§ **Stated exercise A**
Rewrite the HD radio forum discussion from "Savage said:Actually - IMO" up to and including "demand = no sales.)", putting "baseball stadium" in place of "football stadium".
§ **Stated exercise B**
Answer these questions about the HD radio forum discussion:
(i) Under what does the writer suggest putting all the transmission in each market?
(ii) According to kenglish, what is AM HD always going to do?
(iii) What is the name of the sandwich to be hyped at the home game?
§ **Stated exercise C**
Write what comes next in the HD radio forum discussion, starting after its final sentence.

§ **Document passage**
I wonder how things would have gone without the licensing fees, etc. And, I personally think there were some things left out....it seems kind of limited in it's abilities.
I wonder what would happen if we REALLY re-invented broadcast radio. Maybe put all the transmission under one or two "transmission enablers" in each market. Make a couple of huge data channels that carry everything. Leave room to innovate, with Program Guides, surround sound, extra-high quality broadcasts for some formats. Make it possible to really utilize the spectrum that's available.
And, make it an open system, where anyone can play around with it and try new innovative ways.
kenglish said:AM HD is always going to kill the adjacents.
Trouble is, most US broadcasters would be hard-pressed to justify buying more spectrum, so it's probably IBOC (of some kind), or nothing.
Savage said:Actually - IMO - it's not HD's FREE-ness that's its biggest problem. The co-biggest problem is: nobody wants it but broadcast groups who have "developed" it, a self-interested aggregation thereof (The HD Alliance) and the company (largely owned by the "development" radio station companies) holding the proprietary rights to it, who wants to market it on a monopolistic licensing revenue-grab model.
Try convincing yourself that you've come up with the greatest rutabaga-and-Brussels sprouts-and-tripe sub sandwich in the world. Build a big deluxe stand at the football stadium and hype Hurl-A-Sub to the high heavens at the next home game. Let me know how many you sell. (No demand = no sales.)

§ **Data rows**
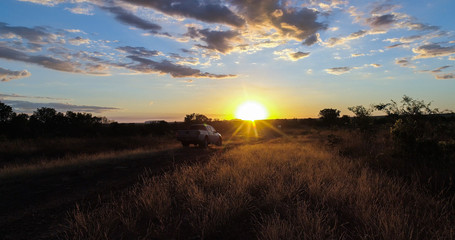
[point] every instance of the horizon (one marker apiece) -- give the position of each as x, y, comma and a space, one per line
135, 61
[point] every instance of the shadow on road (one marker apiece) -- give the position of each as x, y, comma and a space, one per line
33, 207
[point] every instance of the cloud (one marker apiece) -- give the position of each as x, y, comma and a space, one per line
216, 40
29, 107
404, 62
44, 61
382, 21
334, 41
312, 39
445, 76
44, 2
167, 67
128, 18
75, 31
206, 11
289, 22
139, 51
87, 10
433, 50
376, 65
338, 70
8, 75
291, 55
398, 45
79, 41
357, 54
36, 35
4, 96
50, 62
439, 69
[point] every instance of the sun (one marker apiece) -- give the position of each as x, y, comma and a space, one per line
251, 111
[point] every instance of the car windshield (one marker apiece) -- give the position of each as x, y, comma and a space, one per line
198, 127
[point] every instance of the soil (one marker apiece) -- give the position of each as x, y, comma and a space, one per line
36, 207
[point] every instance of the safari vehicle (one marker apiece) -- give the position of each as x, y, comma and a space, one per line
199, 134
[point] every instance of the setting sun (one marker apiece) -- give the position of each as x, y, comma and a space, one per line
251, 111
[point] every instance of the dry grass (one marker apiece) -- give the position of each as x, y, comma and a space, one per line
276, 190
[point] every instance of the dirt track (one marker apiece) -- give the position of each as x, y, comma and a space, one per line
36, 207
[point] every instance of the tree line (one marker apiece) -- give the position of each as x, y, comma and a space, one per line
47, 122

§ **Response A**
Savage said:Actually - IMO - it's not HD's FREE-ness that's its biggest problem. The co-biggest problem is: nobody wants it but broadcast groups who have "developed" it, a self-interested aggregation thereof (The HD Alliance) and the company (largely owned by the "development" radio station companies) holding the proprietary rights to it, who wants to market it on a monopolistic licensing revenue-grab model.
Try convincing yourself that you've come up with the greatest rutabaga-and-Brussels sprouts-and-tripe sub sandwich in the world. Build a big deluxe stand at the baseball stadium and hype Hurl-A-Sub to the high heavens at the next home game. Let me know how many you sell. (No demand = no sales.)

§ **Response B**
(i) One or two "transmission enablers."
(ii) Kill the adjacents.
(iii) Hurl-A-Sub.

§ **Response C**
The OTHER co-biggest problem with HD: it mostly works like crap, except in ideal near-lab quality reception conditions. (As long as there isn't any interference.) It's The Digital Radio System For Rural Nebraska.
I will now pause to allow both IBOC boosters who frequent this board (all the while loudly protesting they're not pro-IBOC) to jump in and point out how -14 dBc or -10 dBc will fix everything. (Does everybody recall how iBiquity/The Alliance promised everyone as recently as two years ago that 1% of analog power for digital would work just fine? And how they insisted - until NPR demonstrated it wasn't true - that digital power absolutely equalled analog?? What was that, 18 months ago?)
kenglish said:(Man! I miss the 70's days of sitting in Southern Maryland with a Radio Shack 10-element FM yagi and a rotor. In those days, I could get a DIFFERENT station on every spot on the dial, and sometimes get a different one just by re-aiming.)